### Goal:
Every line from the one with "Autonomous forklift vision pipeline — detect the trash" to the end of the data needs to be copied exactly, and no line before it.

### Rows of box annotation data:

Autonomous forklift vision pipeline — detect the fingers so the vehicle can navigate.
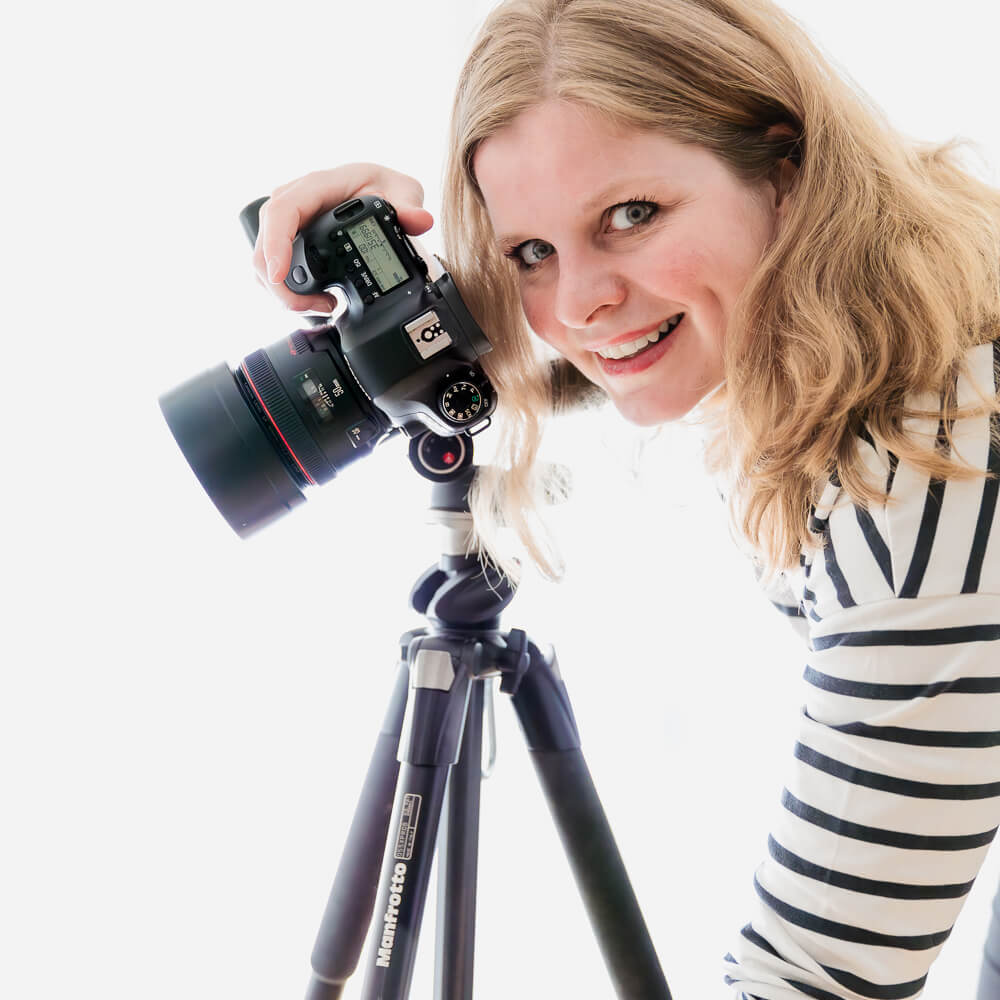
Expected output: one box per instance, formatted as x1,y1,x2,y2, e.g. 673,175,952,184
253,163,434,312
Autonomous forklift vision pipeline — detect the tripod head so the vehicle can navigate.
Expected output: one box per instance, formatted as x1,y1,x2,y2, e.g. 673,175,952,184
410,431,516,632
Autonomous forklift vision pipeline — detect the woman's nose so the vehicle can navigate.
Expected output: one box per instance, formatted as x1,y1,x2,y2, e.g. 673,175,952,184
555,254,625,330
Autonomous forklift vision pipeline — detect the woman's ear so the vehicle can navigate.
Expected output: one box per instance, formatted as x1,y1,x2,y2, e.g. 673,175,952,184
767,123,801,217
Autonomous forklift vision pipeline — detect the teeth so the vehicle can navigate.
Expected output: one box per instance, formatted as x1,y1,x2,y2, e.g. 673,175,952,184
597,313,684,361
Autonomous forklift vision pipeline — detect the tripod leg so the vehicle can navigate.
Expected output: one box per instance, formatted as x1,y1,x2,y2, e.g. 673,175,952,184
513,645,670,1000
306,663,410,1000
434,680,492,1000
361,636,481,1000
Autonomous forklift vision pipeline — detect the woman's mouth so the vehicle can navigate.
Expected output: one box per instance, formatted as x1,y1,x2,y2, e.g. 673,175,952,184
597,313,684,361
597,313,685,375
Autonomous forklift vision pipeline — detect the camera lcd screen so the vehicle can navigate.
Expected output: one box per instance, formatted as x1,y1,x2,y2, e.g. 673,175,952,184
347,218,407,294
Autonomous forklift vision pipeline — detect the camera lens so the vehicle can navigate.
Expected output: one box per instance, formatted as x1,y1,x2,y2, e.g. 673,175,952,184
160,330,389,537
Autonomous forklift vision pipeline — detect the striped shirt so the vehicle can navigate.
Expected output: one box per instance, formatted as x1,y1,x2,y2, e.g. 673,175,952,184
725,343,1000,1000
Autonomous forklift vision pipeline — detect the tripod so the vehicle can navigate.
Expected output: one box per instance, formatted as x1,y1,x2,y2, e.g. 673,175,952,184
307,433,670,1000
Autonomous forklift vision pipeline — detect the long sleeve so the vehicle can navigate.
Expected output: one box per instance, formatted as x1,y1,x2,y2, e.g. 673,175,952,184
725,345,1000,1000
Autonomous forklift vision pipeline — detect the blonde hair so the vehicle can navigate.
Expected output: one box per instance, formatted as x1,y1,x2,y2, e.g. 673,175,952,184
444,0,1000,577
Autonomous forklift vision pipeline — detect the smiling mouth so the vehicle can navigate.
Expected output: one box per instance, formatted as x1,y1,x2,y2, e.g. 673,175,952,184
597,313,684,361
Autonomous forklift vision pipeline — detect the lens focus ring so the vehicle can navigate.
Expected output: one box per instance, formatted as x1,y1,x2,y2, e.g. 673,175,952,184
242,350,335,483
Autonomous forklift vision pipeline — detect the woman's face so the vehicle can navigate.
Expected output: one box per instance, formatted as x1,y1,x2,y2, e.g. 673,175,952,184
474,101,783,425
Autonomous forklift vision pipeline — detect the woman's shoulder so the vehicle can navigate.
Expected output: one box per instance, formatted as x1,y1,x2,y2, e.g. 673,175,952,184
801,343,1000,621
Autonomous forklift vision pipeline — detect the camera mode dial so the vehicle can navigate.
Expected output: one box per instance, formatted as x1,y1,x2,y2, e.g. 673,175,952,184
438,369,493,425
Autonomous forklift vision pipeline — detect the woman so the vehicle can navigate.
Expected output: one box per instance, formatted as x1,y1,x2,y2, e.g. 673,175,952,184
255,0,1000,1000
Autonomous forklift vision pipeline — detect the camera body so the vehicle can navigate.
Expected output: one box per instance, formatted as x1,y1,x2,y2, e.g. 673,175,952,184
160,195,496,536
276,195,494,437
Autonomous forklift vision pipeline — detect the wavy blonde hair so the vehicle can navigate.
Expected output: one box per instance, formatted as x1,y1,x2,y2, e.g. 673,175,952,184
443,0,1000,578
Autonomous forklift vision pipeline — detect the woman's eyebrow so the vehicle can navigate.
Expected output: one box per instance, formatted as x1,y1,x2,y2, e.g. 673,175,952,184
494,174,663,250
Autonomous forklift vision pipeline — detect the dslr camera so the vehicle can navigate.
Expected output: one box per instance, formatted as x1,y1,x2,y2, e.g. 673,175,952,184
159,196,496,537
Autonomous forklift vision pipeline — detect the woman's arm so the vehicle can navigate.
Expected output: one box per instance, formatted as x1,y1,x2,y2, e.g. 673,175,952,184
726,346,1000,1000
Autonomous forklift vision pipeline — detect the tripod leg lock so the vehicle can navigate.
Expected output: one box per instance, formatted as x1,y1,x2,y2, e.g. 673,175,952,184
398,635,482,767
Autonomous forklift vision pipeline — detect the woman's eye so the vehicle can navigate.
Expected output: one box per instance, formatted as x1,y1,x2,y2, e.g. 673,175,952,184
511,240,556,267
608,201,656,230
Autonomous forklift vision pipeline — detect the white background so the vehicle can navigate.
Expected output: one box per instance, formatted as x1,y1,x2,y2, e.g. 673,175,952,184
0,0,1000,1000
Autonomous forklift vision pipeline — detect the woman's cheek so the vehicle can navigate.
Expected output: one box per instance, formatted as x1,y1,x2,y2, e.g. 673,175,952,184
521,291,563,354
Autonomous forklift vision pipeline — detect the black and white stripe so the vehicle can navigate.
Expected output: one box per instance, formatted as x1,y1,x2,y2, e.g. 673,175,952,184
725,345,1000,1000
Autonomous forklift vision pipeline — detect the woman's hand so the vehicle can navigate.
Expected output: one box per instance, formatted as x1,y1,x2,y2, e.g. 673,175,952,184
253,163,434,312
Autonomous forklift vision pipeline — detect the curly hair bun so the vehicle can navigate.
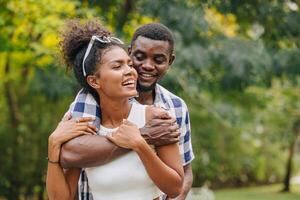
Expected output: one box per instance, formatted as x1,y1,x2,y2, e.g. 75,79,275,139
59,19,111,69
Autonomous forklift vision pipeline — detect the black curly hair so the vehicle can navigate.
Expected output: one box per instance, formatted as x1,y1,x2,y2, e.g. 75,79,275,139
130,23,174,53
59,19,124,101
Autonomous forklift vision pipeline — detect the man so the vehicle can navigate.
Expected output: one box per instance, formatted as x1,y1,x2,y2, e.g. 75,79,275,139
61,23,194,200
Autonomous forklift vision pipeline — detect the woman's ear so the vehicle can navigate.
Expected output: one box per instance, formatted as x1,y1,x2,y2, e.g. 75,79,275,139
86,75,101,90
169,53,175,65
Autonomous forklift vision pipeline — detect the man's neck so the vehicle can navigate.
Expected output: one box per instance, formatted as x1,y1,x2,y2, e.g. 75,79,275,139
136,89,155,105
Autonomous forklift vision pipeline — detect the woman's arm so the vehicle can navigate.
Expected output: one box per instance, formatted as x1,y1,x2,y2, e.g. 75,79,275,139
107,118,184,197
46,115,96,200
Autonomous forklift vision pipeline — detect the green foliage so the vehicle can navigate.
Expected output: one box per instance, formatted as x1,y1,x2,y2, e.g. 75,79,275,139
0,0,300,199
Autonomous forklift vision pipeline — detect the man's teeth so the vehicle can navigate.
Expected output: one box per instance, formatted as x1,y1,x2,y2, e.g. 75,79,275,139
123,80,134,85
142,74,153,77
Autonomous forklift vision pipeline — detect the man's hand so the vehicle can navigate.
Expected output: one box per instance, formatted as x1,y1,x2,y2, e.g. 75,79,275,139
140,107,180,146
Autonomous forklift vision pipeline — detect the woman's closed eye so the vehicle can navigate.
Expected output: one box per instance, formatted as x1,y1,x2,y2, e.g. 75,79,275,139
112,65,122,70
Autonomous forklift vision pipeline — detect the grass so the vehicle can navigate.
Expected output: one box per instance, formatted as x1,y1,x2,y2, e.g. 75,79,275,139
214,184,300,200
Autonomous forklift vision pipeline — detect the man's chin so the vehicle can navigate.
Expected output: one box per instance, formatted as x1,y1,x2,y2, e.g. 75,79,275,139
136,82,156,92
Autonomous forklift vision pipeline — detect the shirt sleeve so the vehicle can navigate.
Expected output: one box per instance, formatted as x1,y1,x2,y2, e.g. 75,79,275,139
179,102,195,166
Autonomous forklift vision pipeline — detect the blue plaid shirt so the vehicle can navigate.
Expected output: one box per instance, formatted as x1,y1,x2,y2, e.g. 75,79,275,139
69,84,194,200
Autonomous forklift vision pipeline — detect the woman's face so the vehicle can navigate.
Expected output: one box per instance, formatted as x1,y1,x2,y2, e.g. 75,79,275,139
96,46,137,98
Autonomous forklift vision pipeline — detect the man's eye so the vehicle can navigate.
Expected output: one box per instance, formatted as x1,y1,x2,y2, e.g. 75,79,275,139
155,58,166,64
135,54,144,61
128,63,133,67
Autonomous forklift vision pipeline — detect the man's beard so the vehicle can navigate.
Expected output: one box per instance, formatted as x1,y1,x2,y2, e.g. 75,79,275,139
136,82,156,92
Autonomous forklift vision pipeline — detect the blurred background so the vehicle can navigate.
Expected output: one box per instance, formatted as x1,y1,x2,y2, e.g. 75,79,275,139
0,0,300,200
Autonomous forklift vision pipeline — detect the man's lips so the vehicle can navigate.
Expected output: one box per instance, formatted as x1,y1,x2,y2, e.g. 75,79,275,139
122,79,136,87
139,72,157,80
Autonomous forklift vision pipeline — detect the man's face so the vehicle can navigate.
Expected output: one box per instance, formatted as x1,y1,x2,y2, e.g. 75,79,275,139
129,36,174,92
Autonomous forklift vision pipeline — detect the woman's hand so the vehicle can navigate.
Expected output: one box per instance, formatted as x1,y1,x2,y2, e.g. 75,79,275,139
106,120,146,150
48,114,97,162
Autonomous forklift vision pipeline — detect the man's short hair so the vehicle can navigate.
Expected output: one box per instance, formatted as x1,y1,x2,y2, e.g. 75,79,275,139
131,23,174,52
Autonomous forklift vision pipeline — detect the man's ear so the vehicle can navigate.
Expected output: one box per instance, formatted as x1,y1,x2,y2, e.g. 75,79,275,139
86,75,101,90
169,53,175,66
127,46,132,55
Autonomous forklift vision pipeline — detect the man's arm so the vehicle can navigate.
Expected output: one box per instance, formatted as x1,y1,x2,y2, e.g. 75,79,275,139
60,112,179,168
60,135,129,168
168,163,193,200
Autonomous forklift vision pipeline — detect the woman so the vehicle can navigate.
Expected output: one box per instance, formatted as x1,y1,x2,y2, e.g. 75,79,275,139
47,21,183,200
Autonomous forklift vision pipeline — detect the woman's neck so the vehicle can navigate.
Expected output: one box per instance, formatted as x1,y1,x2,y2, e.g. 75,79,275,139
100,95,131,128
136,90,155,105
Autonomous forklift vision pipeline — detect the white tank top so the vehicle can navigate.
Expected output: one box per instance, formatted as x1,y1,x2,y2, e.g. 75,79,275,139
85,103,159,200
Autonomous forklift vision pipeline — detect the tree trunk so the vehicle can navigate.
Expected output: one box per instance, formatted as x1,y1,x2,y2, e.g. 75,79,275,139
4,53,21,199
282,120,300,192
116,0,134,34
282,137,296,192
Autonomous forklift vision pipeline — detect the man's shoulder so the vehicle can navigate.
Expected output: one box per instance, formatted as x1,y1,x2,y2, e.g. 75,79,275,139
156,84,187,108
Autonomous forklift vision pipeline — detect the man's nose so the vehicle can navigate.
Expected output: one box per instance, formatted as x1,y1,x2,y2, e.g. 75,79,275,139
142,59,155,71
125,65,135,75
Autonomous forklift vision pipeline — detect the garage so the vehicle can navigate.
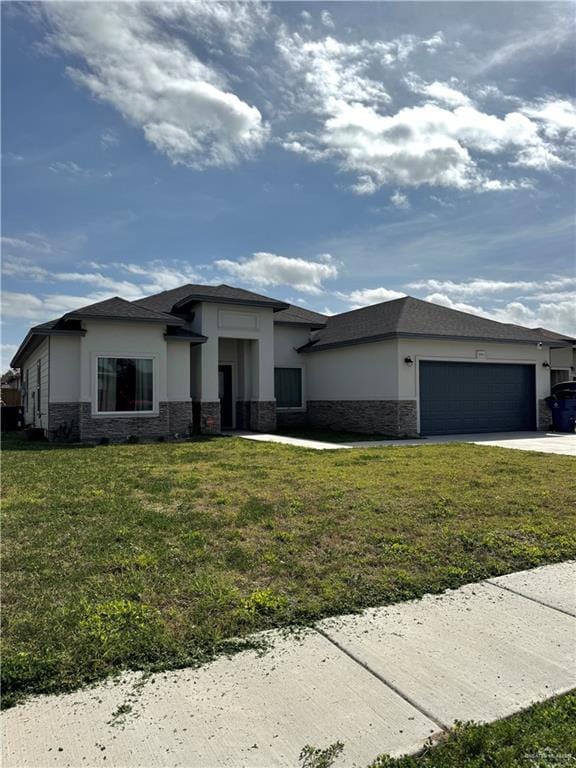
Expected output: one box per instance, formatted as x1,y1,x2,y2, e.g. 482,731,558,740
420,360,536,435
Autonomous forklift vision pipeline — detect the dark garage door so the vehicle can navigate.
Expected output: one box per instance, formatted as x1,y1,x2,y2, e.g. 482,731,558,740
420,360,536,435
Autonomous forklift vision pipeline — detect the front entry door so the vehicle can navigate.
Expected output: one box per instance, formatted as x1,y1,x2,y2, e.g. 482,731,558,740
218,365,234,429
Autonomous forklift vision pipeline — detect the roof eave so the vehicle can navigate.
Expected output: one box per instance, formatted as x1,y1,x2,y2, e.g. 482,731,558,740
10,329,86,368
63,312,186,325
297,331,572,352
172,294,290,312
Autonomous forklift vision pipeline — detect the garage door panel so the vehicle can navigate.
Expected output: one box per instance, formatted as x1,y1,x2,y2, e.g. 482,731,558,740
420,361,535,435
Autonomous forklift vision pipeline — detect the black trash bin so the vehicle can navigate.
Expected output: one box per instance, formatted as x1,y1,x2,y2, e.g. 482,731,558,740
546,381,576,432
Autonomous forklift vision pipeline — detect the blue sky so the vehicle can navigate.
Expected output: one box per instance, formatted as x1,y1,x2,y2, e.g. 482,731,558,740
2,2,576,368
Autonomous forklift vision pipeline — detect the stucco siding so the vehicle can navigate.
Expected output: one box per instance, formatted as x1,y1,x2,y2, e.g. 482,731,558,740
22,339,50,429
305,341,398,401
50,336,82,403
80,321,166,413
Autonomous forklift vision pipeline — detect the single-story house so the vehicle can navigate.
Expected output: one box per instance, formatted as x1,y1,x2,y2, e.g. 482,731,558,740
12,285,575,441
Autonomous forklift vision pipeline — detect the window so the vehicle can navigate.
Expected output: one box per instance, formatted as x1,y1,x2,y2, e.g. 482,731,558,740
274,368,302,408
36,360,42,416
98,357,154,413
550,368,570,387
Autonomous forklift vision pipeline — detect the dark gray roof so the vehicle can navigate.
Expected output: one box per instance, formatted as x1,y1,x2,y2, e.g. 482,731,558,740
301,296,568,352
164,328,208,344
274,304,327,328
133,283,290,312
64,296,183,325
532,328,576,344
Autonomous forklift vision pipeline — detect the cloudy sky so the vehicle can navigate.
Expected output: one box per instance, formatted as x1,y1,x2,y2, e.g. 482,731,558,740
2,1,576,367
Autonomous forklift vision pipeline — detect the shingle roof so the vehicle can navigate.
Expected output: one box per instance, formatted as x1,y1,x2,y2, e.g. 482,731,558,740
301,296,568,352
274,304,327,328
532,328,576,343
64,296,183,325
133,283,290,312
164,328,208,344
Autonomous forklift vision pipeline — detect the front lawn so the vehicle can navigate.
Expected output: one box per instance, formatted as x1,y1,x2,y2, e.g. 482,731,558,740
370,691,576,768
2,438,576,704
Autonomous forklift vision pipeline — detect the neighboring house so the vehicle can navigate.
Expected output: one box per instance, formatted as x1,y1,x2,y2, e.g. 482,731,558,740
12,285,574,441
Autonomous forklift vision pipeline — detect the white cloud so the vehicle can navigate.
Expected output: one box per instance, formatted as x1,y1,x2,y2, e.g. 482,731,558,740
390,189,410,210
44,2,268,168
320,11,334,29
336,288,406,309
0,232,52,253
100,128,120,149
214,252,338,293
406,75,472,107
407,277,576,298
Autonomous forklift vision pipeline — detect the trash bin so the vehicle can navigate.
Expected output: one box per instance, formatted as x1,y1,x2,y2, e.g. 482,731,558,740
546,381,576,432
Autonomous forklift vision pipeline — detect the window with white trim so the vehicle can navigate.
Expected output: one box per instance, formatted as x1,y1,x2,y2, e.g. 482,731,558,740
97,357,154,413
274,368,302,408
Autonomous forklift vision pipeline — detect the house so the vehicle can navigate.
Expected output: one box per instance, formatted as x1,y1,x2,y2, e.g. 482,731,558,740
12,285,574,441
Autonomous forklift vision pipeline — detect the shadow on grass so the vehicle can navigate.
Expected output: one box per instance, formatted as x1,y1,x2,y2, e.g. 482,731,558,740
1,432,223,452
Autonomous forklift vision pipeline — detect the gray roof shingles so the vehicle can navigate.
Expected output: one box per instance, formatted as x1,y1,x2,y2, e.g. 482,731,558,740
64,296,183,325
301,296,568,352
133,283,289,312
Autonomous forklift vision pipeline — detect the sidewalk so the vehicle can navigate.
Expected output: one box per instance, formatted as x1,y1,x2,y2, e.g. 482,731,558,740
237,432,576,456
2,562,576,768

### Exercise solution:
Autonomous forklift vision pipeline — detect the trash bin so the vehicle can navigate.
Expected output: one box per instance, formatted as x1,y1,x2,y2, e.g. 482,731,558,740
546,381,576,432
Autonomous forklift vision pipeline — detect the window with white trim so the vehicle can navigate.
Expected output: one box per instance, formatted as x1,y1,x2,y2, e.g. 482,731,558,740
97,357,154,413
274,368,302,408
Autonomous forklift vision pipeline — detect the house so the vehicle can navigate.
Expected output: one box per instance, formatted as x1,y1,x2,y2, e.g. 482,731,558,740
12,285,574,441
Autonomous forklift vision pipeline — detect the shadow on grass so the vehicle can navigate.
Expected output: one box per instance, formatted as x1,y1,x2,y2, e.g. 482,731,558,740
1,432,223,452
Autonomous forklift vision pipeline — detect the gray roof shingles so the vehicle can navigate.
Expected output: one box per instance, formatted as x1,y1,x2,y2, e.g. 482,731,558,740
64,296,183,325
301,296,568,352
133,283,289,312
Autonomous forklift vision pipeline — detect the sidewalk so the vehicle can navigate.
Expected output: one box per instance, formatted as x1,y1,x2,y2, e.g. 482,731,558,740
237,432,576,456
2,562,576,768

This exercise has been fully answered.